As of the end of the period covered by the report, the Company carried out an
evaluation, under the supervision and with the participation of the Company's
management, including the Company's Principal Executive Officer and Principal
Financial Officer, of the effectiveness of the design and operation of the
Company's disclosure controls and procedures pursuant to Exchange Act Rule
13a-14. Based upon the foregoing, the Company's Principal Executive Officer and
Principal Financial Officer concluded that the Company's disclosure controls and
procedures are effective in timely alerting them to material information
relating to the Company (including its consolidated subsidiary) required to be
included in the Company's Exchange Act reports. There have been no significant
changes in the Company's internal controls or in other factors which could
significantly affect internal controls subsequent to the date the Company
carried out its evaluation.


                                        6

ITEM 8B.  OTHER  INFORMATION

None.

                                    PART III

ITEM 9. DIRECTORS, EXECUTIVE OFFICERS, PROMOTERS AND CONTROL PERSONS; COMPLIANCE
        WITH  SECTION  16(A)  OF  THE  EXCHANGE  ACT.

Mr. Steven H. Cardin, 55, an economist, formerly with The Conference Board and
the consulting firm, National Economics Research Associates, has been Chairman
and CEO of the Company for over five years, and a Director since 1984. Mr.
Jeffrey S. Chernow, 54, a lawyer, formerly Director of Enforcement in the
Division of Securities, State of Maryland, Office of the Attorney General, has
been in private practice in Maryland for over five years, and a Director since
1989. Mr. Stephen F. Fante, 50, a CPA, formerly Chairman and CEO of IMS, which
provided computerized accounting systems to the oil and gas industry and was a
reseller of microcomputer products to the Fortune 1000, and formerly Chairman
and CEO of Seca Graphics, Inc., which provided design and mapping services and
software to the cable television and telecommunications industries, has been a
private investor for the last five years, and a Director since 1989.

The Board of Directors has a separately-designated standing Audit Committee
which is comprised of Mr. Fante and Mr. Chernow. The Board of Directors has
determined that the Company has at least one Audit Committee Financial Expert
serving on its Audit Committee: Mr. Fante is an Audit Committee Financial
Expert, and he is independent, as that term is used in Item 7(d)(3)(iv) of
Schedule 14A under the Exchange Act.

WORK TO BE COMPLETED — According to the report excerpt above, which two directors make up the Audit Committee?

DATASET EXCERPT —
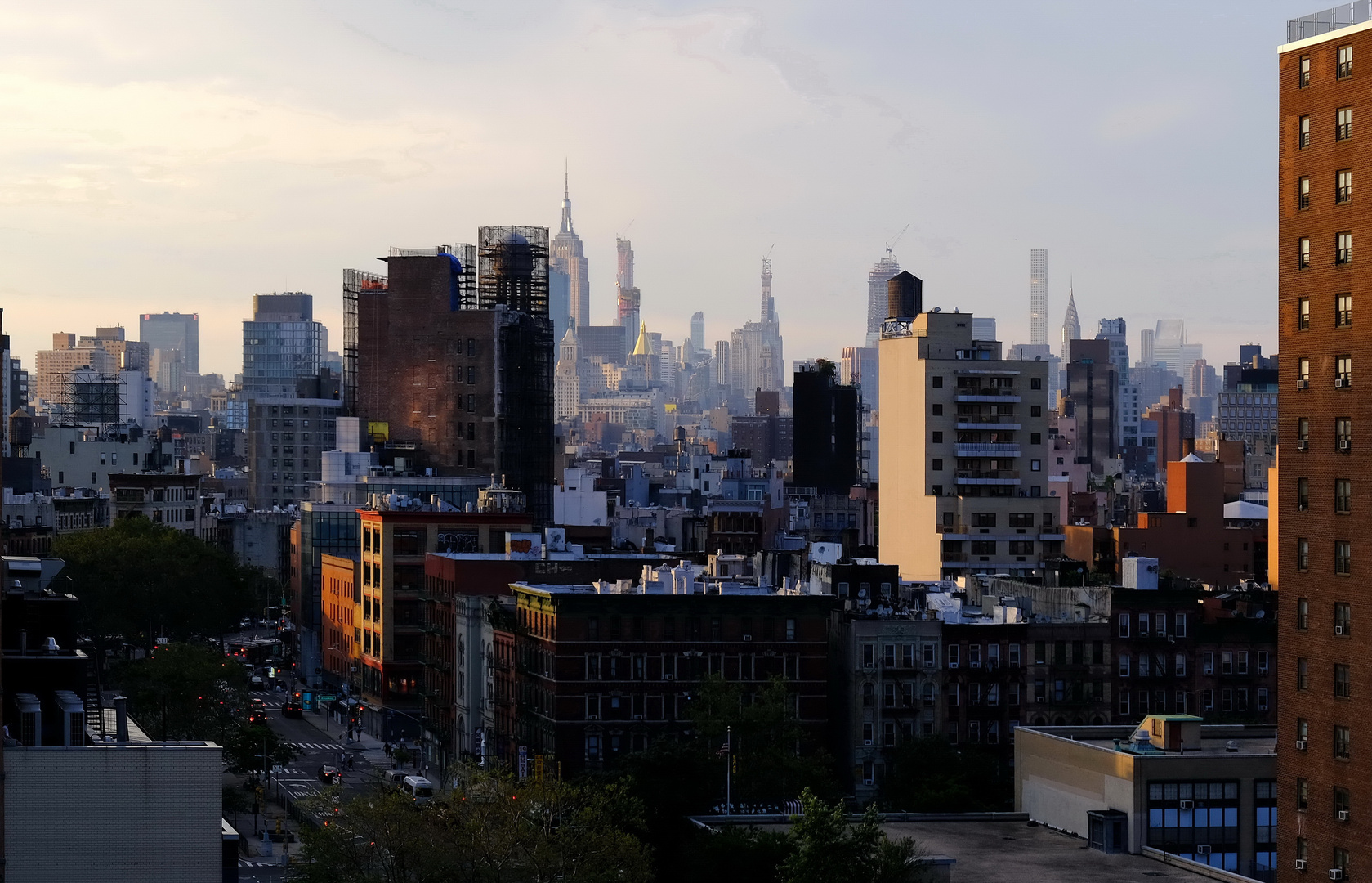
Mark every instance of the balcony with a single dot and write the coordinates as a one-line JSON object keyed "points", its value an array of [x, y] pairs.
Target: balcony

TASK OUTPUT — Mr. Fante and Mr. Chernow.